--- Teks Bacaan ---
########

KMN harus menyumbangkan juga pada pembangunan negara berkmbang. KMN harus bersedia melakukan alih teknologi dan alih keahlian.


4.      Koorporasi multinasional harus menghormati HAM dari semua karyawannya.
KMN harus memperhatikan tentang upah dan kondisi kerja di negara berkembang.
5.      Sejauh kebudayaan setempat tidak melanggar norma-norma etis, korporasi multinasional harus menghormati kebudayaan lokal itu dan bekerja sama dengannya, bukan menantangnya.
      KMN akan merugikan negara dimana ia beroperasi, jika ia tidak menghormati kebudayaan setempat.KMN harus menyesuaikan diri dengan nilai- nilai budaya stempat dan tidak memaksakan nilai-nilainya sendiri.
6.      Koorporasi multinasional harus membayar pajak yang “fair”

########

--- Soal Singkat A ---
Bagaimana bunyi bagian teks tentang kewajiban korporasi multinasional yang diawali kata-kata "4.      Koorporasi multinasional" dan diakhiri "memaksakan nilai-nilainya sendiri." bila "kebudayaan setempat" diganti dengan "budaya lokal"?
--- Soal Singkat B ---
Lanjutkan teks tentang kewajiban korporasi multinasional itu mulai dari kalimat terakhirnya.
Entri-entri itu merupakan bahan tersendiri yang terpisah dari teks bacaan.

--- Entri pelabelan wilayah ---
########

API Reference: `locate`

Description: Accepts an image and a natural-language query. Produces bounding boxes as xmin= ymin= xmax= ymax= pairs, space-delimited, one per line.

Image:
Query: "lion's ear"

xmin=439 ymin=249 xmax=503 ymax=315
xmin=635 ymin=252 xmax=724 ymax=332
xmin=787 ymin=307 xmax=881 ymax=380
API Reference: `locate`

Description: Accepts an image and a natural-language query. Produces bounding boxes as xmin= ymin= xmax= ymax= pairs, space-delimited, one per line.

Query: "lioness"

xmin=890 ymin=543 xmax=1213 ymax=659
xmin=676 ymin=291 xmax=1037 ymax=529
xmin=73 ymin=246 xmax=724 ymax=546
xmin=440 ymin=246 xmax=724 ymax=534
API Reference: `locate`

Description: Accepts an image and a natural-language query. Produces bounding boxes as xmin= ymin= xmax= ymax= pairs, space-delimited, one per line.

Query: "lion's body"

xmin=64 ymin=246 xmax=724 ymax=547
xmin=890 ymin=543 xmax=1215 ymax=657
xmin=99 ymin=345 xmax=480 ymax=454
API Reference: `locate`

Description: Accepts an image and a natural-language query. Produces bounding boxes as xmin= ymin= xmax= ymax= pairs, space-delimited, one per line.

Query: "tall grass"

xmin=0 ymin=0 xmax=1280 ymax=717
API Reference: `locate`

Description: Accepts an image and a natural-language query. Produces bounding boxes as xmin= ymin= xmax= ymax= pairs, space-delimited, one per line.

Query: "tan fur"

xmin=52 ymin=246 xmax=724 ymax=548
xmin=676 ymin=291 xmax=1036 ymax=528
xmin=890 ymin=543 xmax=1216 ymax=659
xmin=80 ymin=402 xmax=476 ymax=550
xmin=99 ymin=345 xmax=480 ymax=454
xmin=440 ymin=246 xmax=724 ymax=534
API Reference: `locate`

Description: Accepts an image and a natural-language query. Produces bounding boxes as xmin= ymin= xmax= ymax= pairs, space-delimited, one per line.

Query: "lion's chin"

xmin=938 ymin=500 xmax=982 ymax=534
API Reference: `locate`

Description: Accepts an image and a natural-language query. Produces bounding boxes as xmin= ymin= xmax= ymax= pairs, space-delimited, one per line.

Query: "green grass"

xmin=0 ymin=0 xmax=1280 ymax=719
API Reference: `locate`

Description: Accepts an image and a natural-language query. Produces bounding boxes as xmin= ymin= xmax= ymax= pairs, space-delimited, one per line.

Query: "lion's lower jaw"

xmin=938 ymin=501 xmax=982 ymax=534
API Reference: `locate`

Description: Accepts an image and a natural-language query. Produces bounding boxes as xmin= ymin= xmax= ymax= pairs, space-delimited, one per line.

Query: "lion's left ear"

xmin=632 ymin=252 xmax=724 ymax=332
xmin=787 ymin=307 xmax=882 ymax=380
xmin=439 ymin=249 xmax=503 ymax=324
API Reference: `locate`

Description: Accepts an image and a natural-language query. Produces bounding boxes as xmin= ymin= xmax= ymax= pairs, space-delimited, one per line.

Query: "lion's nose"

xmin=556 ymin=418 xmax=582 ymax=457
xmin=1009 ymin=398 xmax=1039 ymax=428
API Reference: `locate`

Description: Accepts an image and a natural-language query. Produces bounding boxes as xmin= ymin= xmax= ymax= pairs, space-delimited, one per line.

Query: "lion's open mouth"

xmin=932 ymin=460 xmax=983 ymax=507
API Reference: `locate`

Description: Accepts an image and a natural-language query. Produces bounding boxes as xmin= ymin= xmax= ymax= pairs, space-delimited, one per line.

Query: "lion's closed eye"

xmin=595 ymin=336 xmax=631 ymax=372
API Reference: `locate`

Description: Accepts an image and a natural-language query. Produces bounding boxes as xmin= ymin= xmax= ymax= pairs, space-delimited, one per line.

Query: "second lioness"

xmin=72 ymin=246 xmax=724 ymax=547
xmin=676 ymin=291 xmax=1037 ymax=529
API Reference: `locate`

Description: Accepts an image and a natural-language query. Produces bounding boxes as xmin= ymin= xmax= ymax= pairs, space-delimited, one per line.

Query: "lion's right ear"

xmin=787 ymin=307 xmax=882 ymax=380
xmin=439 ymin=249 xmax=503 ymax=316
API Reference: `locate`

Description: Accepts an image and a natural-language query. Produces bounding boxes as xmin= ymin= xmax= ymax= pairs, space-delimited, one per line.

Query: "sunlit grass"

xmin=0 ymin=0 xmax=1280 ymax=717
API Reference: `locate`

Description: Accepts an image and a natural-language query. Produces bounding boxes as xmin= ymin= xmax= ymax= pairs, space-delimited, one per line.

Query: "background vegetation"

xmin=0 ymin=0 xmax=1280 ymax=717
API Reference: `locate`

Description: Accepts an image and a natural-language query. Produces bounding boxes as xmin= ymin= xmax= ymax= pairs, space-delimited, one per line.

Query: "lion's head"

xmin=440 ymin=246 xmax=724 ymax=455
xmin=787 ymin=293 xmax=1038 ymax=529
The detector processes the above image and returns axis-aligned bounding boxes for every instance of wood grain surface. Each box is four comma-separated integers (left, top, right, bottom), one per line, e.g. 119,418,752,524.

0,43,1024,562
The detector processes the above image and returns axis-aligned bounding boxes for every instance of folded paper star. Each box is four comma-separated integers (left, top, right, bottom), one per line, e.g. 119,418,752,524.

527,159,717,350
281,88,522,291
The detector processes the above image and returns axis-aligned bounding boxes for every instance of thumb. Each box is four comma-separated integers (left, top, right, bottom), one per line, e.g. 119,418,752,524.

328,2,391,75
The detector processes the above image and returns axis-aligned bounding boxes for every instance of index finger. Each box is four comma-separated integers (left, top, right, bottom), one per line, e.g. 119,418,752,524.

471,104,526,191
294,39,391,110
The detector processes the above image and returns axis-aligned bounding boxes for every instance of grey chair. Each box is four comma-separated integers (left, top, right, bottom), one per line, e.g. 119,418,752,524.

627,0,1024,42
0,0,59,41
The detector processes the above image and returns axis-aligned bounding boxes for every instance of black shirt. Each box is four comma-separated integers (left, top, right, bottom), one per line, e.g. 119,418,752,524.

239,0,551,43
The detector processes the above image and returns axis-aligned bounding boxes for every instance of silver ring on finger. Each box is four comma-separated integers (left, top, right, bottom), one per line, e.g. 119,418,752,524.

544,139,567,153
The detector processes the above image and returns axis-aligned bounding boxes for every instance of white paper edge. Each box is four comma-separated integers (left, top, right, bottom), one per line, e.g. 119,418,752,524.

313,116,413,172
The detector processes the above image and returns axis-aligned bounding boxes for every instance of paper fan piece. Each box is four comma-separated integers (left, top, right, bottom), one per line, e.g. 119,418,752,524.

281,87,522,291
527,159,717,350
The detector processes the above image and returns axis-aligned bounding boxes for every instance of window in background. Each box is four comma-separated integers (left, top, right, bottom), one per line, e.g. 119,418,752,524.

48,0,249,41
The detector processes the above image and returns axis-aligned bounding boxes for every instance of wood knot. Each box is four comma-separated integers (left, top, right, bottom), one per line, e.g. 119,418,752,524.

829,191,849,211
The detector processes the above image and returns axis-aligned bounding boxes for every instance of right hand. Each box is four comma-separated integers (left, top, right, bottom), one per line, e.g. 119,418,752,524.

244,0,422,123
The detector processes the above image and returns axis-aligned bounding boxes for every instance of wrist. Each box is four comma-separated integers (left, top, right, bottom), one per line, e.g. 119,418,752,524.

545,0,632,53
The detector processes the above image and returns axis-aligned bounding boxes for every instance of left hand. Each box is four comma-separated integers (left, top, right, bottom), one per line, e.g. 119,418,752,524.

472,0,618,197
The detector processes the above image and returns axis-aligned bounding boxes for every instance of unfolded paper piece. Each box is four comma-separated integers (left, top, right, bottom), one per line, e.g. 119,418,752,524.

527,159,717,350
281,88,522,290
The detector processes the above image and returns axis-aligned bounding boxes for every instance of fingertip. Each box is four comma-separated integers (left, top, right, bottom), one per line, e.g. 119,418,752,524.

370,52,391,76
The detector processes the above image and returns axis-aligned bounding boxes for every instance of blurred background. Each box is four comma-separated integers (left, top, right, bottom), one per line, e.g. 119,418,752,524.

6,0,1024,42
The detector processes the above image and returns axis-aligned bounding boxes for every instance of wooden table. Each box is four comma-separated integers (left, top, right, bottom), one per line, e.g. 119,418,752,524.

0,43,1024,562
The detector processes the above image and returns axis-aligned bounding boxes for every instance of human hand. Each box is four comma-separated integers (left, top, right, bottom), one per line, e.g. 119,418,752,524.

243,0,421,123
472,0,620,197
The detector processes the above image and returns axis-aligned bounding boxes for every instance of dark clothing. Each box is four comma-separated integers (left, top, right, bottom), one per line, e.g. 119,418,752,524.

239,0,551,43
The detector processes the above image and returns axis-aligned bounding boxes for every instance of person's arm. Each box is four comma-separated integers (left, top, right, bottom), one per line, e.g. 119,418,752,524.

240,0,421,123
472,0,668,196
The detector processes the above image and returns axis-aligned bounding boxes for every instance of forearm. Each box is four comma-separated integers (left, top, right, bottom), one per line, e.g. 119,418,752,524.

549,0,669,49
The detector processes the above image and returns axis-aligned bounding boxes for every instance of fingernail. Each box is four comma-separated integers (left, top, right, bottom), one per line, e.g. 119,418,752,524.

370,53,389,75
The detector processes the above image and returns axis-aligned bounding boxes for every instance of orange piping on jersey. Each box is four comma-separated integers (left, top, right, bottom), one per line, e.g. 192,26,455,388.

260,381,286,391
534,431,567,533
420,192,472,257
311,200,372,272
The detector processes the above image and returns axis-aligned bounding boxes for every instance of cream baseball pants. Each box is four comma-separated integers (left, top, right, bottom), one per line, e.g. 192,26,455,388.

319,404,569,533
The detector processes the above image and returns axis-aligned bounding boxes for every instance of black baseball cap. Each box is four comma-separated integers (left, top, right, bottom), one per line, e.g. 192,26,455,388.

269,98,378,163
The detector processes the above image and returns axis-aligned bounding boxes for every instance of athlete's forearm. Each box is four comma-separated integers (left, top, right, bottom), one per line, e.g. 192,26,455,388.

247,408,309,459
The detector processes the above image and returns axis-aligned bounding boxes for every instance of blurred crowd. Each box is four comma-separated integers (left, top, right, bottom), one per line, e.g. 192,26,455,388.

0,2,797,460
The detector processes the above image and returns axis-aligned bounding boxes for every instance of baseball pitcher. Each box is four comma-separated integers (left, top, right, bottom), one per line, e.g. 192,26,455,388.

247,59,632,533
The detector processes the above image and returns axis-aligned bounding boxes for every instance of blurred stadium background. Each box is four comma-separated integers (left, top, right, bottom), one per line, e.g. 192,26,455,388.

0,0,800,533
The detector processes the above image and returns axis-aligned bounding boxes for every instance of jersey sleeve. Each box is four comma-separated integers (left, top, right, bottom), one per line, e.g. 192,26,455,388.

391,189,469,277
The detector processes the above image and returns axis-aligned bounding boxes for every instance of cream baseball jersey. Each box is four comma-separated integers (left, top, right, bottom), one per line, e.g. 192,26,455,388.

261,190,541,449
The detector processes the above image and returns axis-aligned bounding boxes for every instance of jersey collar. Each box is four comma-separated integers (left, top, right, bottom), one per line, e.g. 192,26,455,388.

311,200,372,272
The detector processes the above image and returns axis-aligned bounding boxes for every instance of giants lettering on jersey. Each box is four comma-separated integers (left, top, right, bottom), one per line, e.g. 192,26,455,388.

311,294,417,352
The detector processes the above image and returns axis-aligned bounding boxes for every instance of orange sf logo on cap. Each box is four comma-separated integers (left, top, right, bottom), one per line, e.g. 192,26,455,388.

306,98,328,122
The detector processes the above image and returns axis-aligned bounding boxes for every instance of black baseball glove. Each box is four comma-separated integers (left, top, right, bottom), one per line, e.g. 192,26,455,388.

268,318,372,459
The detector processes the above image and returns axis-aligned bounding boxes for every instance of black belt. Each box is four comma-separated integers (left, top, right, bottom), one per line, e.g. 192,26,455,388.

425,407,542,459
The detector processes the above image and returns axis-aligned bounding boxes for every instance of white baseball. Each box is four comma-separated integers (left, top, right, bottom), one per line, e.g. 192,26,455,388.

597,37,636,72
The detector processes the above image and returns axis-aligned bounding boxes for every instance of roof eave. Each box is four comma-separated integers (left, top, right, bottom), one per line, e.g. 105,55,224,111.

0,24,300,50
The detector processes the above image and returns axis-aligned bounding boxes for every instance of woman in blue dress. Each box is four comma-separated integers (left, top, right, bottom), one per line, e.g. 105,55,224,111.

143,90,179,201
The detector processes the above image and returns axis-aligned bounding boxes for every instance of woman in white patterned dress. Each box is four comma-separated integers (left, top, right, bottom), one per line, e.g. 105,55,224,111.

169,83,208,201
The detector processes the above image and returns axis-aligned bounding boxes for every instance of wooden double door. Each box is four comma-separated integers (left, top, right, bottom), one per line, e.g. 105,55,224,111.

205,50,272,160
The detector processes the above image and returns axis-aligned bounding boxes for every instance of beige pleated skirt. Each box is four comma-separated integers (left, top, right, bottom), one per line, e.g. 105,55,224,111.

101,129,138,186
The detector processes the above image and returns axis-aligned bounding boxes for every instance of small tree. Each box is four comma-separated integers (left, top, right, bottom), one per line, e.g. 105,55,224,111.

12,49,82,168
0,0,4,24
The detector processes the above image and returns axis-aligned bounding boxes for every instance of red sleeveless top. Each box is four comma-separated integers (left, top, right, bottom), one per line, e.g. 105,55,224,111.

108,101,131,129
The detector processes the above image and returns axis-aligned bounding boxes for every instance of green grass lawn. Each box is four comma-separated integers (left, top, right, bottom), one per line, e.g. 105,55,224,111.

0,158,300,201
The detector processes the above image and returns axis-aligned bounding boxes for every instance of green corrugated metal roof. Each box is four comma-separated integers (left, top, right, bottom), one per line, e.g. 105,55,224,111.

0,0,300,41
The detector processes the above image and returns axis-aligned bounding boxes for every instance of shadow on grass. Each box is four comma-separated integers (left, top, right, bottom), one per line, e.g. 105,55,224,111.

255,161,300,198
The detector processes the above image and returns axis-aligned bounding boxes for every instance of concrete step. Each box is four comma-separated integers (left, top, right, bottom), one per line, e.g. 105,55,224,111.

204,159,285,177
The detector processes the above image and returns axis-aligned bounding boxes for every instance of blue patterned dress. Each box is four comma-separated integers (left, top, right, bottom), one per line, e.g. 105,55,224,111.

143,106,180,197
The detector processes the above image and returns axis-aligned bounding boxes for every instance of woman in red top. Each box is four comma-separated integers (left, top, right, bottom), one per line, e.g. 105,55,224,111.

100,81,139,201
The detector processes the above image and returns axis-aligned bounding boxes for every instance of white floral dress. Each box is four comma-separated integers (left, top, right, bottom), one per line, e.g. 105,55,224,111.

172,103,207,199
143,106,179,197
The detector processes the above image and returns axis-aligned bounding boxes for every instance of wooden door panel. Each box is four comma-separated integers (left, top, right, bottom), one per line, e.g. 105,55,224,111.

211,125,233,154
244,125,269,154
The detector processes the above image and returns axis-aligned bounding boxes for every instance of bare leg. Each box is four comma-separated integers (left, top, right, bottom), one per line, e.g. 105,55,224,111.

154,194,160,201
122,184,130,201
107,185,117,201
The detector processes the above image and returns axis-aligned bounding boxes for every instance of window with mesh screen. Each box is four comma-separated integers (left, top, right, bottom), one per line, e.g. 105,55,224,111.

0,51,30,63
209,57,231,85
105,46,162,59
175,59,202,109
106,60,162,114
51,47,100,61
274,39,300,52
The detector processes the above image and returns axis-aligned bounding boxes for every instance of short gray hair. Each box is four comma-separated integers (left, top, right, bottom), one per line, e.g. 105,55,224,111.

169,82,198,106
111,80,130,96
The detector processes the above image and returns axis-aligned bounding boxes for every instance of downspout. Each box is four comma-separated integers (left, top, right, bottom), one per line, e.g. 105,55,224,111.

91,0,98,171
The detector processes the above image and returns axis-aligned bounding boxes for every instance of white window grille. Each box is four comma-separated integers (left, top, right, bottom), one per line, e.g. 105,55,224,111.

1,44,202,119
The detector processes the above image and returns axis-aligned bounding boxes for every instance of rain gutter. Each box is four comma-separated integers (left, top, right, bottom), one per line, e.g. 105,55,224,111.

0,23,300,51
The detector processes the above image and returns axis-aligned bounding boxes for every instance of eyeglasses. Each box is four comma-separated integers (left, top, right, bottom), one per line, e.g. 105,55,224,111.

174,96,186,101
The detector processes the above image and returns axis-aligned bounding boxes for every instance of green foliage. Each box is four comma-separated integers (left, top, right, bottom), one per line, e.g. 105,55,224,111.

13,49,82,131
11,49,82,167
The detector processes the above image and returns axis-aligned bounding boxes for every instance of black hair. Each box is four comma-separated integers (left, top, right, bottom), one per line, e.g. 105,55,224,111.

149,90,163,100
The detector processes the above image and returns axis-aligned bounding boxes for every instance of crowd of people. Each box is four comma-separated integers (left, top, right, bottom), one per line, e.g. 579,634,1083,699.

########

--- Jawaban Soal A ---
4.      Koorporasi multinasional harus menghormati HAM dari semua karyawannya.
KMN harus memperhatikan tentang upah dan kondisi kerja di negara berkembang.
5.      Sejauh budaya lokal tidak melanggar norma-norma etis, korporasi multinasional harus menghormati kebudayaan lokal itu dan bekerja sama dengannya, bukan menantangnya.
      KMN akan merugikan negara dimana ia beroperasi, jika ia tidak menghormati budaya lokal.KMN harus menyesuaikan diri dengan nilai- nilai budaya stempat dan tidak memaksakan nilai-nilainya sendiri.

--- Jawaban Soal B ---
      Setiap perusahaan multinasional harus membayar pajak menurut tarif yang telah ditentukan dalam suatu negara. KMN akan mendukung dibuatnya dan dilaksanakannnya peraturan internasional untuk menentukan pembayaran pajak oleh perusahaan- perusahaan internasional.
7.      Koorporsi multinasional harus bekerja sama dengan pemerintah setempat dalam mengembangkn dan menegakkan “backgroud institutions” yang tepat
Yang dimaksud “background institutions” adalah lembaga- lembaga yang mengatur serta memperkuat kegiatan ekonomi dan industri suatu negara.
8.      Negara yang memiliki mayoritas sham sebuah perusahaan harus memikul tanggung jawab moral atas kegiatan dan kegagalan perusahaan tersebut.
      Norma ini mengatakan bahwa tanggung jawab moral harus dipikul oleh pemilik mayoritas saham.

9.      Jika suatu korporasi multinasional membangun pabrik yang berisiko tinggi, ia wajib menjaga supaya pabrik itu aman dan dioperasikan dengan aman.
Yang membangun pabrik- pabrik berisiko tinggi harus juga merundingka prosedur- prosedur keamanan bagi mereka yang menjalankan pabrik tersebut. KMN bertanggung jawab untuk membangun pabrik yang aman dan melatih serta membina secara sebaik mungkin mereka yang akan mengoperasikan pabrik itu.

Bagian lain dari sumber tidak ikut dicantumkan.